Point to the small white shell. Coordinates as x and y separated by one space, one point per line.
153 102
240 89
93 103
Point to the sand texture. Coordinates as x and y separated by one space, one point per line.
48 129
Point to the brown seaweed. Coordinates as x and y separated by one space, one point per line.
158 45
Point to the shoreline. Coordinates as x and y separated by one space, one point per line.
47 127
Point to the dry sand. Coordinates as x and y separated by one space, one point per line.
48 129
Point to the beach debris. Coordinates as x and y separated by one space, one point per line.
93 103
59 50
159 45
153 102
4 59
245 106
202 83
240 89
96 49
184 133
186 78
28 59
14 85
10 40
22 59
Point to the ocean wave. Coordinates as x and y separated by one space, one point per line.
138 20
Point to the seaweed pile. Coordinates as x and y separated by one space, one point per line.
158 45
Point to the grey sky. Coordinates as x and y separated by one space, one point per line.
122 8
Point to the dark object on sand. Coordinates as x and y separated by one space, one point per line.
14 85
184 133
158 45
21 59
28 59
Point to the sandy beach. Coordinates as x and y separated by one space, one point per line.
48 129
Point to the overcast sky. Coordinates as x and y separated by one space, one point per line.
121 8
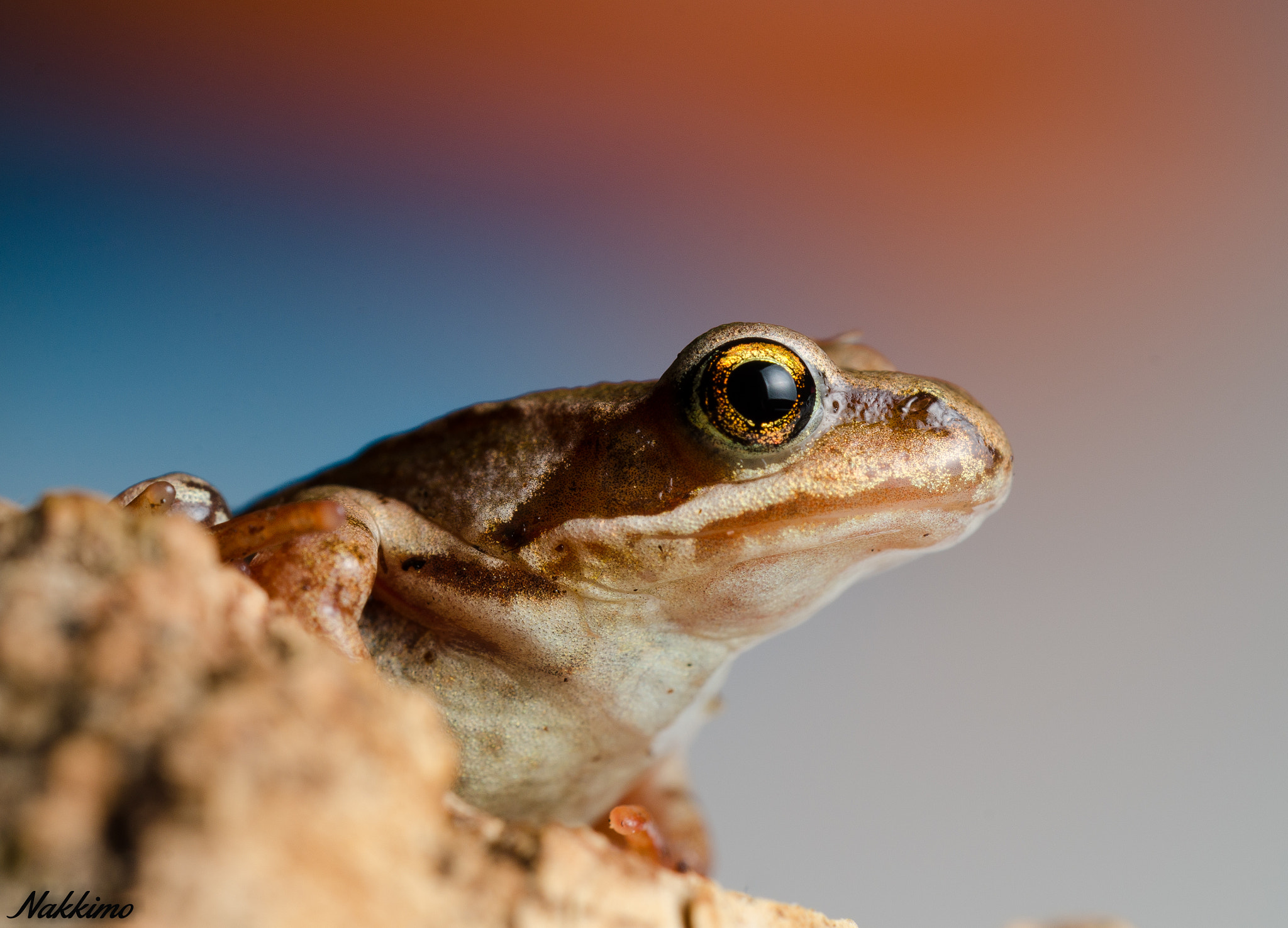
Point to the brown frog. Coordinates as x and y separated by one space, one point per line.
569 575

###

Exercise task — Write out every row above again, including each request, and multiply every coordinate in the answers by 0.55. Round each result to a whole number with halves going up, and leave the pictures out.

Solution below —
Point to the small white shell. Coordinates as x and y separated by one space, one point per line.
84 56
132 49
51 57
Point to the sand texture. Coordinates as x and y separated by one space, one point per line.
26 71
Point to the brown seaweed. Coordinates as x and y separated by one space, one point per line.
87 25
Point to the shoreline. Coordinates as x and y separated by one space, one point per line.
26 70
Point to the dry sand. Coordinates as x and y separated by one space, one point per line.
26 71
Point to the beach debris. Coordinates as x and y separated by one space, one point per line.
51 57
32 28
87 25
84 56
2 32
135 58
111 46
132 49
53 27
101 73
102 43
15 32
8 47
6 22
12 32
Point to the ocean wave. Coordinates as x and y separated by one space, one point per line.
76 11
Point to the seaweed pile. Coordinates as x and y separated by one space, one point per line.
87 25
Point to the grey sky. Coordinates as x and y separated by one space, one point per line.
67 4
Point to the dark object on sand. Coordinates as x and y separated by one space, one point per line.
8 47
101 73
87 25
12 32
15 32
Point to the sandy beach. Coordinates as x and y separated by one space, one point per line.
26 71
Point to the overcast sky. Coordinates as x and y separated by one space, one point per line.
67 4
Point to the brown frog. Coordinates as x and y separated by one space, one point per line.
313 316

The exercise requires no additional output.